READING PASSAGE.

It’s not unusual for visitors to the major political party headquarters in Erie County to wonder why “interns” lord over the big corner offices.
But Democrat Jeremy J. Zellner and Republican Nicholas A. Langworthy, the fresh-faced guys mistaken for interns, are actually running the show. Zellner, 34, and Langworthy, 31, represent the youngest party leader tandem of any major county in New York State – and maybe the nation.
These two budding leaders – with significant experience already logged on the campaign trail – are cautiously but forcefully making their way up the political ladder.
“It’s an opportunity,” said Zellner, who walked off the street eight years ago to volunteer and now runs upstate New York’s biggest political organization. “Our community is not so steeped in tradition that it’s just the same old, same old. It can support new ideas.”
Langworthy, who inherited the GOP helm two years ago at just 29, has already logged enough highs and lows to qualify as a grizzled old pol.
“It’s a challenging job,” he said. “It’s a lot like being a football coach. There are tough times along the way, but you have to stick to your game plan.”
To put their youth in perspective, Zellner’s predecessor – Leonard R. Lenihan – is 64, almost as old as both of the younger men put together. Lenihan, who left the Democratic helm in September, often credited presidential candidate John F. Kennedy’s appearance at Buffalo Memorial Auditorium more than 50 years ago with inspiring his entry into politics.

RECORD EXTRACTS.
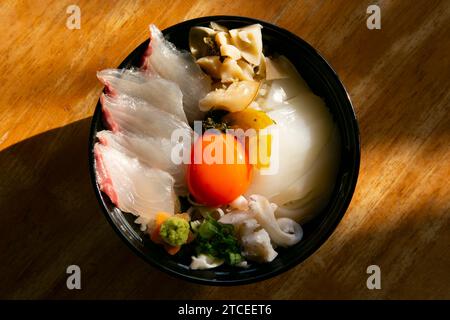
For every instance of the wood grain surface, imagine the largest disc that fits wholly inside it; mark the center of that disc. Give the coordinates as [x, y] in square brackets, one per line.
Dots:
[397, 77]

---

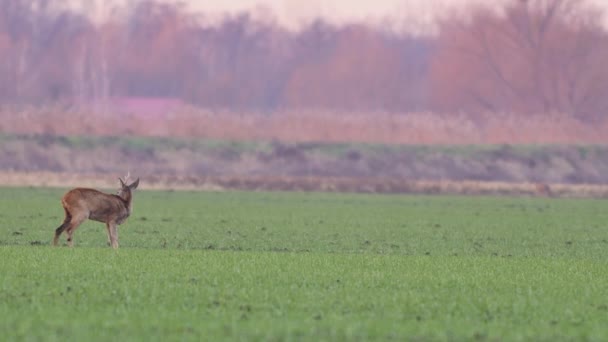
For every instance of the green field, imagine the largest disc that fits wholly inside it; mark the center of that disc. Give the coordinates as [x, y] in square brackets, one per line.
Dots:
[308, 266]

...

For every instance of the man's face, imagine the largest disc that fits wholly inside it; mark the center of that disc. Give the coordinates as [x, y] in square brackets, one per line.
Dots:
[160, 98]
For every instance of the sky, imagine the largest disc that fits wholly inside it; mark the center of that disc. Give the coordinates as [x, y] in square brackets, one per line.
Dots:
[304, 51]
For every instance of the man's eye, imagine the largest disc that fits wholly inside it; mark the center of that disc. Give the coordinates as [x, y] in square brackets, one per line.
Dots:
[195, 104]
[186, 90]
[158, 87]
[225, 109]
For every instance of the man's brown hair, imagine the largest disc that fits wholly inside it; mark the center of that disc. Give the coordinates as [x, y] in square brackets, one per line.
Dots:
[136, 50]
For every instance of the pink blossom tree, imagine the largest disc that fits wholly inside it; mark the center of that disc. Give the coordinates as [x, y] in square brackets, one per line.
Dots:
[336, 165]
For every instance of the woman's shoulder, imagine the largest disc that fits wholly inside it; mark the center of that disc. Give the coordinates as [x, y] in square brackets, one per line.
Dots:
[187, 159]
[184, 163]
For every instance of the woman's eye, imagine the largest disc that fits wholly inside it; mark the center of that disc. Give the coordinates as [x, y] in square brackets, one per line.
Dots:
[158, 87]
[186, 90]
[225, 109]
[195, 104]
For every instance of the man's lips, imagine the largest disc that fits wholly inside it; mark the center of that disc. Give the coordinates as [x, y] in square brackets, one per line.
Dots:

EXERCISE TASKS.
• a. In the article on the Erie County party leaders, how old is Leonard R. Lenihan, Zellner's predecessor?
• b. Pick up the article on the young Erie County party leaders after its final sentence and write the next few paragraphs.

ANSWERS TO THE EXERCISE.
• a. 64

• b.
This pair barely remembers Bill Clinton’s ascension to the White House in 1992.
Veteran politicos like Joseph F. Crangle appreciate the challenges faced by the rookie leaders. Crangle was elected Erie County Democratic chairman in 1965 at 32, retaining the post for 23 years and even ascending to state chairman along the way.
“At that age you feel like there’s nothing you can’t do,” Crangle said. “You’re more apt to take risks. And you don’t know any better, so you just keep on going.”
Wisdom ensues, Crangle said, with the realization that the occasional defeat contributes to the experience.
Though some say Erie County political bosses no longer wield the influence of predecessors like Democrat Crangle or Republican Edwin F. Jaeckle, they still command vast resources and powers.
The nod of a Democratic or Republican chairman in Erie County almost always translates into the party endorsement, which unleashes hordes of party workers to satisfy the mechanics of qualifying for the ballot – like scouring the streets for signatures on designating petitions.
Aspirants for State Supreme Court throughout the eight counties of Western New York also traditionally need the approval of one person – the Erie County Democratic or Republican chairman – to gain the party nomination. Often the two leaders grant bipartisan backing that virtually guarantees election of the cross-endorsed judicial candidate.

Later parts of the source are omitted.